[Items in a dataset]
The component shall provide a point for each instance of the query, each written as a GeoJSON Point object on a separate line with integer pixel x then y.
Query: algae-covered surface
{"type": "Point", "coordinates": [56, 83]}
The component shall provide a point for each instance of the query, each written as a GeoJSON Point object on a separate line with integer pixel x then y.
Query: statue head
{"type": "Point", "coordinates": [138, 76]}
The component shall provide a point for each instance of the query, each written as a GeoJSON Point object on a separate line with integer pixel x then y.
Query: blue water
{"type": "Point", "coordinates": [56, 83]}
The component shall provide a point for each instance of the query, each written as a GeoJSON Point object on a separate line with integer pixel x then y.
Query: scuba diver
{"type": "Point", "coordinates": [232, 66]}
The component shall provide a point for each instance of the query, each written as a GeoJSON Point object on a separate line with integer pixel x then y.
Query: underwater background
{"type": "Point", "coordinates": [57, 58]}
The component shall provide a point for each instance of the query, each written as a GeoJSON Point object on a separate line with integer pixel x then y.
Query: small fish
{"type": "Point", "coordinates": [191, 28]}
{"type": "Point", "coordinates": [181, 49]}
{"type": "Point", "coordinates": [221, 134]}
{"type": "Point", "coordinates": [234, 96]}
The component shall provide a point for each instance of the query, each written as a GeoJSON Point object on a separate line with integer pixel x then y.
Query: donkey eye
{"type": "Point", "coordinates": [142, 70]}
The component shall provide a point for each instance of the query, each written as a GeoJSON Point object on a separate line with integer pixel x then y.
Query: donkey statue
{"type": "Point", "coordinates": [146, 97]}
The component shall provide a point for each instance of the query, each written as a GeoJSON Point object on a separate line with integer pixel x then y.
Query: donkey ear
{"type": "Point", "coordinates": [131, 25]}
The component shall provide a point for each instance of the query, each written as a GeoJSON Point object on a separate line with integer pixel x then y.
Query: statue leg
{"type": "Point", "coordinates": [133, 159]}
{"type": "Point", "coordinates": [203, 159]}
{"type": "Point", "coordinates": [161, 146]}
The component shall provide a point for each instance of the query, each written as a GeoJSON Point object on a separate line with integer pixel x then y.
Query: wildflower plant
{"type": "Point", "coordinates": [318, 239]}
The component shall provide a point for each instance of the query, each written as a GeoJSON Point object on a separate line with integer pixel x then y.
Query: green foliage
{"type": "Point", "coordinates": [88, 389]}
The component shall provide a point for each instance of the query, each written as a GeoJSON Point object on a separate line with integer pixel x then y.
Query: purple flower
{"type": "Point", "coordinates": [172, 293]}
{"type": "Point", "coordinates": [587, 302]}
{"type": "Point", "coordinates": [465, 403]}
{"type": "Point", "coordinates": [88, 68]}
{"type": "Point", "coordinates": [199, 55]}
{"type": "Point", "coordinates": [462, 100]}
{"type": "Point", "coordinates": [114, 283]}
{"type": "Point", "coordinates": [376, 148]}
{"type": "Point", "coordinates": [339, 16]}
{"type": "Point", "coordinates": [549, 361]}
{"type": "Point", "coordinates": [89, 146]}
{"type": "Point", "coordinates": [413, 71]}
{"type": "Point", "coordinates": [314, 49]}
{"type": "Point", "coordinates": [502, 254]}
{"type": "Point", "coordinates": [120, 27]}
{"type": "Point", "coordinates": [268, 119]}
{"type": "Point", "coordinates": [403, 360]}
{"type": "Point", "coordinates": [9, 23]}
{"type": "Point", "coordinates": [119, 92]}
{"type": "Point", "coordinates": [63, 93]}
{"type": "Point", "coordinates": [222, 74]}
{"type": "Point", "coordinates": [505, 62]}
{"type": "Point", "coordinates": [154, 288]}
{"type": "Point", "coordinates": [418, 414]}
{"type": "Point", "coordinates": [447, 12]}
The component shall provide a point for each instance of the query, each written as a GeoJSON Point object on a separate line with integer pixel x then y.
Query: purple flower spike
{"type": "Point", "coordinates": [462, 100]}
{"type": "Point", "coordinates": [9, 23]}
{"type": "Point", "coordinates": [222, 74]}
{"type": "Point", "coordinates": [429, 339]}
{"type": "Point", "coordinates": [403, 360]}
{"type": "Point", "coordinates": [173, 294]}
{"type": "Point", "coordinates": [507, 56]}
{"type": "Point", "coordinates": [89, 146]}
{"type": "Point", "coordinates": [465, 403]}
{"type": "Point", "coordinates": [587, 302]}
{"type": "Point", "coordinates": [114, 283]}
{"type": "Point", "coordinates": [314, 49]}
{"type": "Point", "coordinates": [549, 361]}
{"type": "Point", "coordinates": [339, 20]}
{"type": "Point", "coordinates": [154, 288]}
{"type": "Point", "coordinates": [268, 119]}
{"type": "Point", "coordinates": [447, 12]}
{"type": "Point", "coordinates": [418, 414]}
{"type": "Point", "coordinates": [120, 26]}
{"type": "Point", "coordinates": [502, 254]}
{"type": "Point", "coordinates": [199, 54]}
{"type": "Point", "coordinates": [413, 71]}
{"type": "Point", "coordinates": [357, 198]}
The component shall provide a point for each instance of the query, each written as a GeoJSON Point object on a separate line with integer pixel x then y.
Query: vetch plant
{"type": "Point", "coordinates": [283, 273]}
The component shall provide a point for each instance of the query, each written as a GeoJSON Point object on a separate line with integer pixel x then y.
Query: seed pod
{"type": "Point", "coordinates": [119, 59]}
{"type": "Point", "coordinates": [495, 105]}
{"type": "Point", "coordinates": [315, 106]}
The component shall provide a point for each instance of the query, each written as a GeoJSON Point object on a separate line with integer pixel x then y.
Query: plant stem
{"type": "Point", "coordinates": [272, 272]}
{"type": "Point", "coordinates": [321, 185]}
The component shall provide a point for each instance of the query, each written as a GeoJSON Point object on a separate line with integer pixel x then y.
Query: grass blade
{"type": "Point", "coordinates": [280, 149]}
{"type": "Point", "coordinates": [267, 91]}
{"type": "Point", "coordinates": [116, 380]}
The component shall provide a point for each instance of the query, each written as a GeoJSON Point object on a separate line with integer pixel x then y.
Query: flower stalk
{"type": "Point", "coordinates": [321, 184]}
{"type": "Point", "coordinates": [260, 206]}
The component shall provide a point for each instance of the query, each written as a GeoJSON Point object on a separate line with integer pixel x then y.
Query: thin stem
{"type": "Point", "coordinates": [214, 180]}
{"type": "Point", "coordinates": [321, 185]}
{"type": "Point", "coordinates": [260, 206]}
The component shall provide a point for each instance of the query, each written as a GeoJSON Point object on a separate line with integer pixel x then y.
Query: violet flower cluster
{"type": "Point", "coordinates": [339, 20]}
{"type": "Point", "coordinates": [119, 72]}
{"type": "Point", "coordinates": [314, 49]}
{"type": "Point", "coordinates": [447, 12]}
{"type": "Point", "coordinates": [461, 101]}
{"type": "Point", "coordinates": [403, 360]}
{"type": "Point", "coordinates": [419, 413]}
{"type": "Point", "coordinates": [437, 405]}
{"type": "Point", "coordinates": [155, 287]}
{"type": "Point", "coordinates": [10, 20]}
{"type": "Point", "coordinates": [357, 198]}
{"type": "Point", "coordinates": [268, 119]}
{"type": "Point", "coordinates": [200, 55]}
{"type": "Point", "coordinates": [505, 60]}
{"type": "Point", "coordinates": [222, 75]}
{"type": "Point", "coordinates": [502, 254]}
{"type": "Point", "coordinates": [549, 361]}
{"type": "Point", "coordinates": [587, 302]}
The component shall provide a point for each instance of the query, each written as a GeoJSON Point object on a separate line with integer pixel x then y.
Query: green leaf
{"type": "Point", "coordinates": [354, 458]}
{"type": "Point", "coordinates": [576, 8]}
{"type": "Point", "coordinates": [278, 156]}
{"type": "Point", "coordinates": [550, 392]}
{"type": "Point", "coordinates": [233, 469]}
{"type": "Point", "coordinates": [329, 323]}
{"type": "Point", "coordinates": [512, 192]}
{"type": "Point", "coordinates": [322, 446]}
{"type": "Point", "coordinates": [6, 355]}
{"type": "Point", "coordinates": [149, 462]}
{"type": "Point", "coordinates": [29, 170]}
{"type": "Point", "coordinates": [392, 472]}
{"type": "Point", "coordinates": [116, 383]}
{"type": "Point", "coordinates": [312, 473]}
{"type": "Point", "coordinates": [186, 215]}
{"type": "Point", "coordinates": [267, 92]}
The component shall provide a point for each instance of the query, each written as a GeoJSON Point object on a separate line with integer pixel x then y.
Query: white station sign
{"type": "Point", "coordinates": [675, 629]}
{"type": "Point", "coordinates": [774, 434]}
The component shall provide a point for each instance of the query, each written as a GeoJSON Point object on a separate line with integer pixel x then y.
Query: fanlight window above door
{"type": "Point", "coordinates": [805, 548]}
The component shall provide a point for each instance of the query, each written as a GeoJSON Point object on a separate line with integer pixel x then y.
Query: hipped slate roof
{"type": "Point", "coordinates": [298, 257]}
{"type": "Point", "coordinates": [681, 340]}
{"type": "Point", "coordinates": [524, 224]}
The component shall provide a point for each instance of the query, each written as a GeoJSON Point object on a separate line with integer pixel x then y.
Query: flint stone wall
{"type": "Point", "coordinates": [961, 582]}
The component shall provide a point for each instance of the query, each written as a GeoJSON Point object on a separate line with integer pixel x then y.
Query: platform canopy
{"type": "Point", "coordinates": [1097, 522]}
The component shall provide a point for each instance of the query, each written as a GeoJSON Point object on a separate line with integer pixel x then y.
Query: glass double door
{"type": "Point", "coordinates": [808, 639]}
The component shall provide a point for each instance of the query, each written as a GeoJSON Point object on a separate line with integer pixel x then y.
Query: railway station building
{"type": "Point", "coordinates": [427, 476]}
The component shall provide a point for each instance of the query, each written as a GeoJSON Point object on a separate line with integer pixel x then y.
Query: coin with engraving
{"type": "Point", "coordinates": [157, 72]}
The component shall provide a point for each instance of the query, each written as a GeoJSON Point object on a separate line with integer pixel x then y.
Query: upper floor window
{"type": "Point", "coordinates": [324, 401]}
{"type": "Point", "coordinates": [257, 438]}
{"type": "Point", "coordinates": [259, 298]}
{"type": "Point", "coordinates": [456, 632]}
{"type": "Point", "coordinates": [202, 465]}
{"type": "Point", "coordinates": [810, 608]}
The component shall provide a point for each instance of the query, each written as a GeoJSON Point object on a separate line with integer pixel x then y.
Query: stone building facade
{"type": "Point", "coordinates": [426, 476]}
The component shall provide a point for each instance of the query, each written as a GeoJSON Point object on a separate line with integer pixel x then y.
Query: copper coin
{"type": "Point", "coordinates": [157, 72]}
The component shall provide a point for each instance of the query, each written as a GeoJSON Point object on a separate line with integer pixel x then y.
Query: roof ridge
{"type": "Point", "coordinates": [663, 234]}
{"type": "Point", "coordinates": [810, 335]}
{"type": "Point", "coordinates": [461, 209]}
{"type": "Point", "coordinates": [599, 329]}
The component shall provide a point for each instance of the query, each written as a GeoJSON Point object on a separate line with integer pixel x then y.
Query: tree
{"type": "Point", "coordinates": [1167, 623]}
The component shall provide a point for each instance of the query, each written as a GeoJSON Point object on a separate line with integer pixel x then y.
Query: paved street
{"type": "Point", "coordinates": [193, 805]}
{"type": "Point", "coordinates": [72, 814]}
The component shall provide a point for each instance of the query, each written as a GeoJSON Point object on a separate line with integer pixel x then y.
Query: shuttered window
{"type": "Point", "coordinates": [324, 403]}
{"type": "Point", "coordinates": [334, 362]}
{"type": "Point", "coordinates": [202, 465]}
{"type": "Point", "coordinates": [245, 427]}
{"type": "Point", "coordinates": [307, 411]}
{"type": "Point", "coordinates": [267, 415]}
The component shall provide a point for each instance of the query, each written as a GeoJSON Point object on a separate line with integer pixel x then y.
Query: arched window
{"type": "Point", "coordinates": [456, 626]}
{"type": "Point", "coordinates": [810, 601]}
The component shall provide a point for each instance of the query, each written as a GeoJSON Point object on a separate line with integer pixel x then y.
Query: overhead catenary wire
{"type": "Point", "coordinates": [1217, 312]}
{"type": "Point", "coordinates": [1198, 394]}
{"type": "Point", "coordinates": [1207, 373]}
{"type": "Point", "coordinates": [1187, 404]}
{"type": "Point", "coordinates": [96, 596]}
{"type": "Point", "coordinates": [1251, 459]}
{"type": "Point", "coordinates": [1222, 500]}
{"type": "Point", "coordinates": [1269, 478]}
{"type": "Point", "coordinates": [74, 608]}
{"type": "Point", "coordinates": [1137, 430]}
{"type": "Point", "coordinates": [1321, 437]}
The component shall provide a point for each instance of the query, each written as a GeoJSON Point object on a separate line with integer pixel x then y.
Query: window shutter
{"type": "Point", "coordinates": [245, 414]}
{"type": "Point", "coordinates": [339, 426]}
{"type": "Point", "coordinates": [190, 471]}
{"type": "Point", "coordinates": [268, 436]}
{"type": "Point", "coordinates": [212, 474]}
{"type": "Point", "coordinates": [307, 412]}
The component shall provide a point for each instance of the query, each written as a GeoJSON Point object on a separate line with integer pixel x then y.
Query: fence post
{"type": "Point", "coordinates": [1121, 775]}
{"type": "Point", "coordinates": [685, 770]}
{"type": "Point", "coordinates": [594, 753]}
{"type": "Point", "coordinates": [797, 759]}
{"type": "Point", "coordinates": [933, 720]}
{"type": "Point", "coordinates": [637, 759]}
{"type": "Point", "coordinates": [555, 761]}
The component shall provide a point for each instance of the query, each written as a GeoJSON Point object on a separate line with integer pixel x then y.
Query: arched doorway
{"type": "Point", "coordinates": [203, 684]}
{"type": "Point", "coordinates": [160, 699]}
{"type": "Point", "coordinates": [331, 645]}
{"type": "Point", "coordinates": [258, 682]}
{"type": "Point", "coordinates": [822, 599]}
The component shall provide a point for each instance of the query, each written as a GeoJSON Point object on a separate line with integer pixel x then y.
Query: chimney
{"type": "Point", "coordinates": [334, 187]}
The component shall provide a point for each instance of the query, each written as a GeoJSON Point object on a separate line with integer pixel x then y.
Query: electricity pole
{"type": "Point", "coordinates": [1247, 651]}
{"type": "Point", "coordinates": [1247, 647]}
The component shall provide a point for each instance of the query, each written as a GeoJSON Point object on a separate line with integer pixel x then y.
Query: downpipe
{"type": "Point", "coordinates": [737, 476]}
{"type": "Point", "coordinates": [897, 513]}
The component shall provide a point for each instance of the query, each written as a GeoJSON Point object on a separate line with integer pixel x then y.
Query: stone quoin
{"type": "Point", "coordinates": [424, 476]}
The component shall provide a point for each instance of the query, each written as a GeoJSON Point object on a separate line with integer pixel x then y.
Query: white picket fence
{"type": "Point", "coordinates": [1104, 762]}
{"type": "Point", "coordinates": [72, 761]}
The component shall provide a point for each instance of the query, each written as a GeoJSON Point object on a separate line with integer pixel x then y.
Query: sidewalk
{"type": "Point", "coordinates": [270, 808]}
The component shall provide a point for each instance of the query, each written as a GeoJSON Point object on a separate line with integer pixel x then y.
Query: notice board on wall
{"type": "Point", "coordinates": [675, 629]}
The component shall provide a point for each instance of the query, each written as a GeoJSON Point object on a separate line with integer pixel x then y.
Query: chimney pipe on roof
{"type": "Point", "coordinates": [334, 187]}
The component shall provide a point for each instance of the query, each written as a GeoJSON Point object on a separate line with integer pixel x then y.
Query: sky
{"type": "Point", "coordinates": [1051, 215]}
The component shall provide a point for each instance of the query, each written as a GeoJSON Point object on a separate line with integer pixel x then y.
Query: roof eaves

**WORK TO DO:**
Return every line of the rows above that contains the word "window".

**ANSWER TO THIS PROBLEM:**
Query: fanlight window above door
Query: upper floor window
Query: shuttered window
Query: arched window
Query: window shutter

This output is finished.